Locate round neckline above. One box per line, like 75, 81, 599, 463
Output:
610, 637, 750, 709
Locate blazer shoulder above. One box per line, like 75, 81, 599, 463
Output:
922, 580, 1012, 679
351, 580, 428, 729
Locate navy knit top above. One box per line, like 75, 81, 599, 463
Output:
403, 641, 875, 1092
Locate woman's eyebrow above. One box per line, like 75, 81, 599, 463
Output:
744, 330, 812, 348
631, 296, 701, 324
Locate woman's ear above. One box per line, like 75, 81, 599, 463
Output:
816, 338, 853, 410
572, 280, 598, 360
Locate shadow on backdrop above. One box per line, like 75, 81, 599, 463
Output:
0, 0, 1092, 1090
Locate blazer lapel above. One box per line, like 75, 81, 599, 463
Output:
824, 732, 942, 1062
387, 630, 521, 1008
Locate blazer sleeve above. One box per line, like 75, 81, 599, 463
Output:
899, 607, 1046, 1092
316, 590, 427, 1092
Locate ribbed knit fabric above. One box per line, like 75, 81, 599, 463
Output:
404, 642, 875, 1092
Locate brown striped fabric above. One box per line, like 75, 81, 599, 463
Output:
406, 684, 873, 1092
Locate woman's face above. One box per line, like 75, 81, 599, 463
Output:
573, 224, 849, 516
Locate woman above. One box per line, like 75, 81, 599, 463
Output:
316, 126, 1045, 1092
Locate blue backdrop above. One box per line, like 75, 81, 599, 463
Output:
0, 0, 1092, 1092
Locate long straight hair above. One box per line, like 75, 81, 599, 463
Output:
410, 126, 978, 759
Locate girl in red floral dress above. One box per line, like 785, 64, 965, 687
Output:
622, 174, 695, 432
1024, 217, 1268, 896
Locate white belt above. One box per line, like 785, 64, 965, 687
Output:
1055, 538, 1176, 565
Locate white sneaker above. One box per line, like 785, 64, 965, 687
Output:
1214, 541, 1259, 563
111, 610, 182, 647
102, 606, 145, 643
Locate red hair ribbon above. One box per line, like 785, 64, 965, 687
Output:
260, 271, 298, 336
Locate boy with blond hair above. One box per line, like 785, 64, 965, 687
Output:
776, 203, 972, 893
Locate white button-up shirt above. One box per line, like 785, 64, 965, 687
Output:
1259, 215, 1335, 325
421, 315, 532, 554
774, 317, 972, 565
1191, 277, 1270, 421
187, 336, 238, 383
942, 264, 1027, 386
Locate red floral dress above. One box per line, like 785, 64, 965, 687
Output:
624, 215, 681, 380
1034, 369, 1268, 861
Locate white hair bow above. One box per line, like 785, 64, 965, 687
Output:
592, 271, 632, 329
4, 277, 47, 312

......

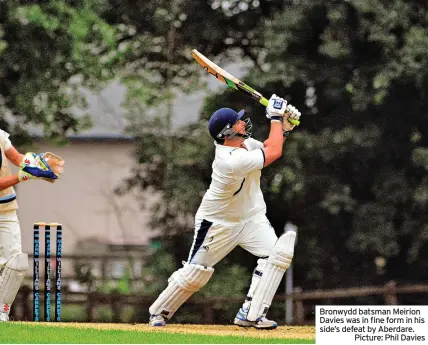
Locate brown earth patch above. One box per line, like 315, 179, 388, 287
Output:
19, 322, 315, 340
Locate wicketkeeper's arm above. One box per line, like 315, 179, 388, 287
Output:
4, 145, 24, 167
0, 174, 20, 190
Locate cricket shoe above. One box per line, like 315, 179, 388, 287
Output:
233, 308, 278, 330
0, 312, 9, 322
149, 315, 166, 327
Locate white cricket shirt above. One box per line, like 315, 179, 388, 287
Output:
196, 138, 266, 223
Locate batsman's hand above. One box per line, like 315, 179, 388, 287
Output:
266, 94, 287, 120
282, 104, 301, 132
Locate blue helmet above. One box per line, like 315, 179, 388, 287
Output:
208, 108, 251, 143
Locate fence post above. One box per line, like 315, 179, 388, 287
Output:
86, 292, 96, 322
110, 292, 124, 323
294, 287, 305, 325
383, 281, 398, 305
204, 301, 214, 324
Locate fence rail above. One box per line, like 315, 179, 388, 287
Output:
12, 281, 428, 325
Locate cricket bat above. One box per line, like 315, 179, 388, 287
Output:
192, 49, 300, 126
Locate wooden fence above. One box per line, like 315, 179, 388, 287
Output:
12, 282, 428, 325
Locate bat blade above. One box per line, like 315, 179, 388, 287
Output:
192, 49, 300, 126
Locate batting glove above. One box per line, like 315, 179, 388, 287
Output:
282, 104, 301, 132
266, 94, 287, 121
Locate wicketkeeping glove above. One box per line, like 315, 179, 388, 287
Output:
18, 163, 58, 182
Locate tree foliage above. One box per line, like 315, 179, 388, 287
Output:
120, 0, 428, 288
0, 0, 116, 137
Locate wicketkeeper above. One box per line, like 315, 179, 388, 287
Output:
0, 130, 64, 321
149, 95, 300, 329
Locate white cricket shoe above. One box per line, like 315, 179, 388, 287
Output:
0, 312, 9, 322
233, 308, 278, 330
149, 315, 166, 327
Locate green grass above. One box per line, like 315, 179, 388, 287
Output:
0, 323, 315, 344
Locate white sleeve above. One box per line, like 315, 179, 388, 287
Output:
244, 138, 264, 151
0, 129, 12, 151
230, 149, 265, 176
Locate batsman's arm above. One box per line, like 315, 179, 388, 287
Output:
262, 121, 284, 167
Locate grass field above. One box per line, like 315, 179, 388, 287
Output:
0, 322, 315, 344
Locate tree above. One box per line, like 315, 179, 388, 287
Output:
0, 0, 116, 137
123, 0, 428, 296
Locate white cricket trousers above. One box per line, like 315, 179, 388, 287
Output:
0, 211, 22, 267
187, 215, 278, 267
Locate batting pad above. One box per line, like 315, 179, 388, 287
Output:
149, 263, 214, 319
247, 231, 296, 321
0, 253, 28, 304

......

__PROBLEM STATEMENT__:
Please turn the lines above into a JSON list of strings, one string per line and no blank lines. Begin at the line that contains "Locate wicketkeeper's arm" and stop after the line that contains "149, 95, 300, 329".

__RESULT OF THIS TASK__:
[
  "Locate wicketkeeper's arm above. One box per line, like 315, 179, 388, 287",
  "Output:",
  "4, 145, 24, 167",
  "0, 174, 20, 190",
  "Locate cricket shoe above. One box per line, like 315, 179, 388, 287",
  "Output:",
  "233, 308, 278, 330",
  "0, 312, 9, 322",
  "149, 315, 166, 327",
  "Locate white cricket shirt above. One box per line, like 315, 179, 388, 287",
  "Output:",
  "196, 138, 266, 223",
  "Locate batsman's hand above. One box per line, like 315, 179, 388, 287",
  "Output:",
  "266, 94, 287, 120",
  "282, 104, 301, 132",
  "Locate blue helmet above. One box per line, like 315, 179, 388, 287",
  "Output:",
  "208, 108, 251, 143",
  "Locate fence post above. One box per line, like 315, 179, 388, 287",
  "Output:",
  "86, 292, 96, 322",
  "110, 292, 124, 323",
  "294, 287, 305, 325",
  "383, 281, 398, 305",
  "204, 301, 214, 324",
  "Locate fence rail above. One box per line, like 315, 179, 388, 287",
  "Output:",
  "12, 281, 428, 325",
  "Locate cricket bat above. One box per line, like 315, 179, 388, 287",
  "Output:",
  "192, 49, 300, 126",
  "Locate wooden fence above. One box per line, like 315, 179, 388, 287",
  "Output:",
  "12, 282, 428, 325",
  "Locate bat blade above. One box per line, like 315, 179, 388, 287",
  "Output:",
  "192, 49, 300, 126",
  "Locate batting glove above. One box per line, like 315, 179, 388, 287",
  "Output:",
  "282, 104, 301, 132",
  "266, 94, 287, 121",
  "Locate wicketkeeping glove above. One box per line, like 315, 179, 388, 287",
  "Output:",
  "18, 163, 58, 182",
  "Locate tree foliage above. One box per line, like 315, 179, 388, 287",
  "Output:",
  "120, 0, 428, 288",
  "0, 0, 116, 137",
  "Locate wicketkeeper above. One box per line, like 315, 179, 388, 287",
  "Output:",
  "0, 130, 64, 321",
  "149, 95, 300, 329"
]